## USANDO LE INFORMAZIONI
(A) Riporta dalla recensione dell'album tutto il testo da "Autore: Ron Gallo" giù fino a "inossidabile e speciale.".
(B) Indica se ciascuna affermazione concorda con la recensione dell'album, rispondendo sì o no e citando alla lettera le parole decisive: (i) Ron Gallo viene da Philadelphia; (ii) "Stardust Birthday Party" è il primo album di Ron Gallo; (iii) Ron Gallo è nato nel 1990.
(C) Prosegui la recensione dell'album di Ron Gallo dal punto in cui si ferma.

Autore: Ron Gallo
Album: Stardust Birthday Party
Label: Ron Gallo music publishing/Net West Indipendnet Music Plublishing
Un predicatore metropolitano della miglior specie, visionario e produttivo come pochi. Al suo secondo album, dopo “Heavy Meta”, ecco il Ron Gallo che continua a stupire tramite un medium di garage rock psichedelico e allucinato al punto giusto, costruito su di una verve inossidabile e speciale.
Da Philadelphia, l’artista classe 1987 produce vibrazioni che sanno essere nervose e maiuscole, in una prova di forza in cui la sua capacità di scrittura si sposa con la tradizione dei Morlocks e l’essere istrionici di certi nuovi protagonisti contemporanei come Cosmo Sheldrake. Direi proprio non male, per uno che era stato considerato come il nuovo Jack White, e che ora si lancia nella creazione di una sorta di marchio di fabbrica musicale, il suo.

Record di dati
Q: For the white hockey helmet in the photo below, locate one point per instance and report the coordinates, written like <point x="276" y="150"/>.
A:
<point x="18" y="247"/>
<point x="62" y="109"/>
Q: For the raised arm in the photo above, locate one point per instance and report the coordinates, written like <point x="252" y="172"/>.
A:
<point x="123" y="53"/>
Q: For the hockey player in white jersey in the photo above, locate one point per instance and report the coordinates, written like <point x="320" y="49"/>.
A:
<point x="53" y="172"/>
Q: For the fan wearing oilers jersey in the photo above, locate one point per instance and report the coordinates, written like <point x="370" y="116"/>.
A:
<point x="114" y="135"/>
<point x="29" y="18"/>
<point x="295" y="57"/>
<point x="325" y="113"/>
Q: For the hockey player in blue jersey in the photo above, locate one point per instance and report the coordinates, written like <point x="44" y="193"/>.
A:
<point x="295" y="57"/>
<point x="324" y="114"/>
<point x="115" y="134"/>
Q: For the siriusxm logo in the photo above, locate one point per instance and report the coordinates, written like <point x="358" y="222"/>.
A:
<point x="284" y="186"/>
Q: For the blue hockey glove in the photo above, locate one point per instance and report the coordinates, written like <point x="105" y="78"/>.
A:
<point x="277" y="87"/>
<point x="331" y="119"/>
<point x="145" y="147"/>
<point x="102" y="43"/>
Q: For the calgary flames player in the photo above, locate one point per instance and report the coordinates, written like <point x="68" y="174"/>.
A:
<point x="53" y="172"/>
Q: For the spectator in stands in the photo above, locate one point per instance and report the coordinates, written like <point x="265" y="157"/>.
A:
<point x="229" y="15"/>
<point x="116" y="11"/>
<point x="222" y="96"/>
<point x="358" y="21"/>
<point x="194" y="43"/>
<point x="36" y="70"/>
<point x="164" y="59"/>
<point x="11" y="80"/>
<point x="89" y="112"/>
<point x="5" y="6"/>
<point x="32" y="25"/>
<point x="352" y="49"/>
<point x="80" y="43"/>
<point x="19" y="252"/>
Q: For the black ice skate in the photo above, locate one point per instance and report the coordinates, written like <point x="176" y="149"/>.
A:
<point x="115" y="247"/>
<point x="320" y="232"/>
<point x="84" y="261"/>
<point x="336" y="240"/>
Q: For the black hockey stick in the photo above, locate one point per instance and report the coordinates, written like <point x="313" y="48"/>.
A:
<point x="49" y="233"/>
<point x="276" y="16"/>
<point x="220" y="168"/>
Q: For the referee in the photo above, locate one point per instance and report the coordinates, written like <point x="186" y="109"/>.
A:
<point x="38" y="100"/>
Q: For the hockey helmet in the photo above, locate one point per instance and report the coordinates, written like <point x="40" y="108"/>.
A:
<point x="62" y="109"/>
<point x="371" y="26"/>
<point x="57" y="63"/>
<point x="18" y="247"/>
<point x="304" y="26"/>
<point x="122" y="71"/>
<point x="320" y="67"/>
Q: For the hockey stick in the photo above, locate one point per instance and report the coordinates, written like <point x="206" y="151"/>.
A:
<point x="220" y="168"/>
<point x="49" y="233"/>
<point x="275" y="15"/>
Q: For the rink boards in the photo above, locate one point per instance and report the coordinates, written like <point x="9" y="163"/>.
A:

## RISPOSTE PUNTO PER PUNTO
(A)
Autore: Ron Gallo
Album: Stardust Birthday Party
Label: Ron Gallo music publishing/Net West Indipendnet Music Plublishing
Un predicatore metropolitano della miglior specie, visionario e produttivo come pochi. Al suo secondo album, dopo “Heavy Meta”, ecco il Ron Gallo che continua a stupire tramite un medium di garage rock psichedelico e allucinato al punto giusto, costruito su di una verve inossidabile e speciale.

(B) (i) Sì: «Da Philadelphia». (ii) No: «Al suo secondo album, dopo “Heavy Meta”». (iii) No: «l’artista classe 1987».

(C)
Le potenzialità sono vistose sin da “Always elsewhere”, traccia che si snoda lungo un mid tempo di estrazione punk (Dead Kennedys?) e che mischia le catte in tavola con un approccio che non dispiacerebbe neanche a gente del giro Dischord come Q and not U. Una canzone ispirata da un filosofo ( Allan Watts) e da un santone professore (Eckhart Tolle) che apre alle divagazioni in chiave pop rock di Prison Decor e alla spiritualità noise di Party Tumor. Un intrecciarsi di voci sgangherate e approccio lo-fi, nella convinzione di una libertà espressiva notevole e senza freni, questo mette a punto il buon Ron Gallo in due brani che amano essere anche distorti e alzare l’ampli a suo piacimento.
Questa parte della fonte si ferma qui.